## [GOAL OF THE EXERCISE]
Write out all of the records below word for word, but leave out the pictures.
━━ GIVEN RECORDS ━━
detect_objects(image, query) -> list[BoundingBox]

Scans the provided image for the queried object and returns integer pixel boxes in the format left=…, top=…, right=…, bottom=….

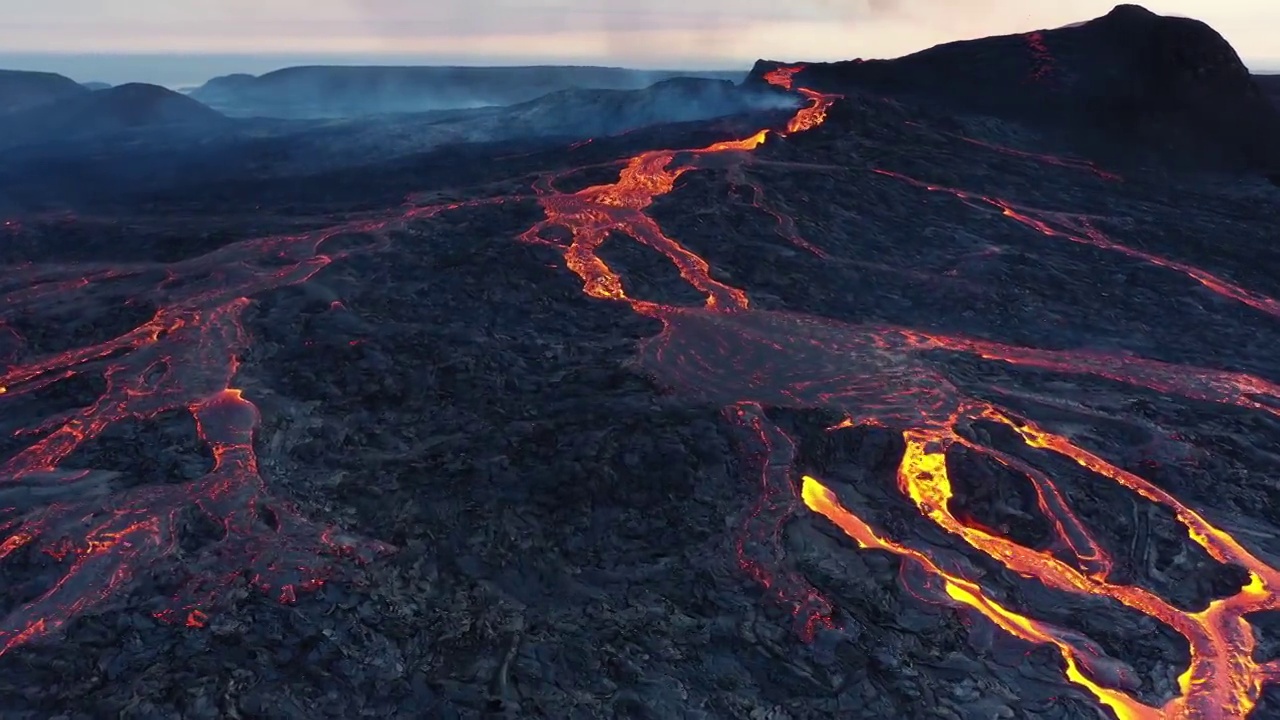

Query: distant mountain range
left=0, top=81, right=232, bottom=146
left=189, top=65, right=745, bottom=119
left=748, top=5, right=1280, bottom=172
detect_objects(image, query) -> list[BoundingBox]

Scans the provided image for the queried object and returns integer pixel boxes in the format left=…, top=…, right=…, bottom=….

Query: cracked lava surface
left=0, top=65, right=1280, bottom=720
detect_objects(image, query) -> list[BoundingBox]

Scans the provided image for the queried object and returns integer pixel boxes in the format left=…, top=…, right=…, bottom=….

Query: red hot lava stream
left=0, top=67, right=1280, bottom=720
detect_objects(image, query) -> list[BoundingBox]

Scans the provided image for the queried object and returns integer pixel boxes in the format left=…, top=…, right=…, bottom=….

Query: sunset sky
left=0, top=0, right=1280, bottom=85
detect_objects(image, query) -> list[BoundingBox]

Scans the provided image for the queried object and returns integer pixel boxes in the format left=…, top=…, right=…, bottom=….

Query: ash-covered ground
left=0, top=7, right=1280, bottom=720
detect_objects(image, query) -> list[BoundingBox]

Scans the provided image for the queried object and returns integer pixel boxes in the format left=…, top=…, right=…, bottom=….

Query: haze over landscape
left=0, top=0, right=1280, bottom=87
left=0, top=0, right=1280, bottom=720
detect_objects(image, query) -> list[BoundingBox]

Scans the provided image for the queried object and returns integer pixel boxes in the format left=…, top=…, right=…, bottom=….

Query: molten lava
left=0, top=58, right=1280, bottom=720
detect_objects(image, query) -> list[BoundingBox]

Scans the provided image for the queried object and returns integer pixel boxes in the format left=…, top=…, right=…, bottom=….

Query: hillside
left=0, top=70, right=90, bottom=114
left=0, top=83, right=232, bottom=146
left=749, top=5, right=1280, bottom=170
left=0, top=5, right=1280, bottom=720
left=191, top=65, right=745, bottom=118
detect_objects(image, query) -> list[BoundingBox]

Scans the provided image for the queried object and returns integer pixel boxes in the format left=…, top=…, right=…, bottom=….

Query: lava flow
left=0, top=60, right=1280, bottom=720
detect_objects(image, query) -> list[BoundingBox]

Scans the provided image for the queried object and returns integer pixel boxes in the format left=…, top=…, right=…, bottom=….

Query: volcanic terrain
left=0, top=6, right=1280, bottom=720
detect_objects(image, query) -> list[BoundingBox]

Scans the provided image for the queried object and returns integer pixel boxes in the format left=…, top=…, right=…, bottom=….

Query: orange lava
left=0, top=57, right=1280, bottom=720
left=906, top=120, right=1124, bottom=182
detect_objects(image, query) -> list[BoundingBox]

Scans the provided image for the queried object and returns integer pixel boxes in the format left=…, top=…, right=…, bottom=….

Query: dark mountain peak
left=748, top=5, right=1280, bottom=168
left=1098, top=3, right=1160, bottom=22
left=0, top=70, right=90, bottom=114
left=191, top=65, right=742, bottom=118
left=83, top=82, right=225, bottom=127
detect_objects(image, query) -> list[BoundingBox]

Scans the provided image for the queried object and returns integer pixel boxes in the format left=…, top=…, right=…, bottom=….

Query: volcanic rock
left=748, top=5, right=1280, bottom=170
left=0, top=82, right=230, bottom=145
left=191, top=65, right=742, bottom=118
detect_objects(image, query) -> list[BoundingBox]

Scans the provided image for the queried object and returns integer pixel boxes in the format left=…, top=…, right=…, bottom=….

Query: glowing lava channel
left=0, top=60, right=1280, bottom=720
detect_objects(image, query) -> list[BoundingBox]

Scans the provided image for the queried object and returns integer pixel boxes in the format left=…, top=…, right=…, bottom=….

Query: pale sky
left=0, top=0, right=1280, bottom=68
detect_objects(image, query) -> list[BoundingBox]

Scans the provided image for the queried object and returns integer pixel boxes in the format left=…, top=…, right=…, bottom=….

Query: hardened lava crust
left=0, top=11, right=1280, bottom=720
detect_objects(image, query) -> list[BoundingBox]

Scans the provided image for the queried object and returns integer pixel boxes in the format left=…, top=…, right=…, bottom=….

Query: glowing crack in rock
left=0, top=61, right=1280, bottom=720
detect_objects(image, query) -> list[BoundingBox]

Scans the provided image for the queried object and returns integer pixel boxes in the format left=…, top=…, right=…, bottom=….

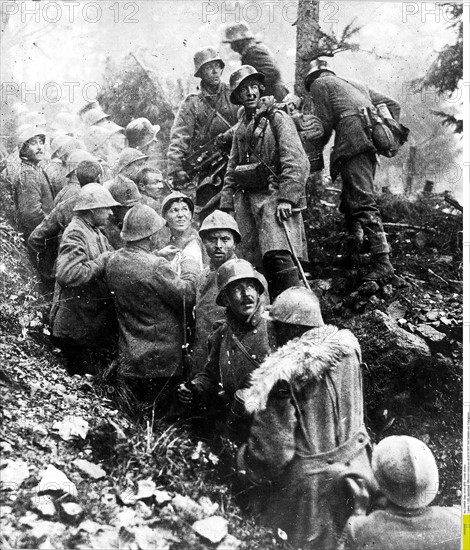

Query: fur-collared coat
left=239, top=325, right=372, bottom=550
━━━
## [OUTPUT OF THE EXERCISE]
detect_objects(image, query) -> list[BoundingBox]

Scans the provided image for the queried object and returns integer pixel boxes in the format left=…, top=…, right=…, bottom=….


Query: distant mountain range
left=0, top=81, right=232, bottom=146
left=189, top=65, right=745, bottom=119
left=748, top=5, right=1280, bottom=172
detect_objects(image, query) -> list[BoundingBox]

Scans the provided image for the queried object and returns integer pixel boxes in the format left=…, top=…, right=…, bottom=….

Query: cracked lava surface
left=0, top=65, right=1280, bottom=720
detect_objects(image, query) -> list[BoundingBox]

Scans the provided image for the queried object and returns integer pixel boxes in the format left=…, top=…, right=…, bottom=….

Query: red hot lava stream
left=0, top=67, right=1280, bottom=720
detect_objects(image, query) -> list[BoundingBox]

Scans the provided image for the queried object and returns integer pixel boxes in the format left=…, top=…, right=…, bottom=….

Query: sunset sky
left=0, top=0, right=1280, bottom=85
detect_objects(image, query) -> list[BoundingBox]

Scans the provided image for the queried object and returns integer pixel boxes in the format left=…, top=…, right=…, bottom=….

Query: ash-covered ground
left=0, top=7, right=1280, bottom=720
detect_objects(image, query) -> list[BoundingBox]

Scans the provided image for the queried object and returns integer pixel boxes in the format left=…, top=…, right=…, bottom=….

Query: haze over landscape
left=0, top=0, right=1280, bottom=87
left=0, top=0, right=1280, bottom=720
detect_objects(image, query) -> list[BoundingBox]

Scans the provided image for the queried object and returns integer pixel boxes in the format left=…, top=…, right=…, bottom=….

Query: molten lava
left=0, top=58, right=1280, bottom=720
detect_objects(image, query) -> list[BoundingBox]

Scans the provided image for the queried object and returns integer pixel boxes in the format left=…, top=…, right=…, bottom=….

Query: hillside
left=0, top=70, right=90, bottom=114
left=0, top=83, right=232, bottom=146
left=749, top=5, right=1280, bottom=170
left=0, top=5, right=1280, bottom=720
left=191, top=65, right=745, bottom=118
detect_objects(image, query) -> list[BoundingBox]

Scans the provided image for the queried object and returns integer pixel boxes in the format left=…, top=…, right=…, bottom=….

Query: lava flow
left=0, top=60, right=1280, bottom=720
detect_objects(image, query) -> list[BoundingBox]

Scans the provided image for the queried object and returns integer pixel boxes in the format left=…, top=…, right=…, bottom=….

Query: volcanic terrain
left=0, top=6, right=1280, bottom=720
detect_objects(image, query) -> list[BoundingBox]

Scans the provided image for the queried object and returns integer pixel boxes in the format left=…, top=…, right=…, bottom=….

Query: orange lava
left=0, top=57, right=1280, bottom=720
left=906, top=120, right=1124, bottom=182
detect_objects(image, query) -> list[BoundingBox]

Scans the provided image for the queried object and returns integer pixel boxes in the format left=…, top=…, right=…, bottom=….

Query: dark mountain peak
left=748, top=5, right=1280, bottom=168
left=1098, top=3, right=1160, bottom=22
left=0, top=70, right=90, bottom=114
left=191, top=65, right=742, bottom=118
left=83, top=82, right=225, bottom=127
detect_objects(image, query) -> list[BoundingBox]

Scans the provided image for the queried object and returns integer pixel boxes in the format left=…, top=…, right=…, bottom=….

Query: volcanic rock
left=748, top=5, right=1280, bottom=170
left=0, top=82, right=230, bottom=145
left=191, top=65, right=742, bottom=118
detect_objects(image, query) -> list[BoundingBox]

Scans the provided image for the queried object and returns integer pixel boxes in the format left=…, top=…, right=…, bottom=….

Query: glowing lava channel
left=0, top=60, right=1280, bottom=720
detect_objects(image, query) -> list[BoundingBox]

Scans the provided image for the queried object and returns integer pixel boxes in the format left=…, top=…, right=…, bottom=….

Query: pale sky
left=0, top=0, right=1280, bottom=68
detect_objects(image, query) -> list[BoundingBox]

Scans the provided image for the queried object and returns integer pixel boxes in the format left=…, top=…, right=…, bottom=….

Query: hardened lava crust
left=0, top=11, right=1280, bottom=720
detect_objects(image, query) -> list[BoundingBox]

Scans the provided image for the queried object and returns integer pixel boxes in the format left=…, top=…, right=…, bottom=….

Query: glowing crack in rock
left=0, top=61, right=1280, bottom=720
detect_objects(image, query) -> list[BoundingBox]

Scans the provided image for the queried object and returns integer pixel boxes in the format left=…, top=…, right=…, bottom=….


Query: fur-collared coat
left=239, top=325, right=372, bottom=550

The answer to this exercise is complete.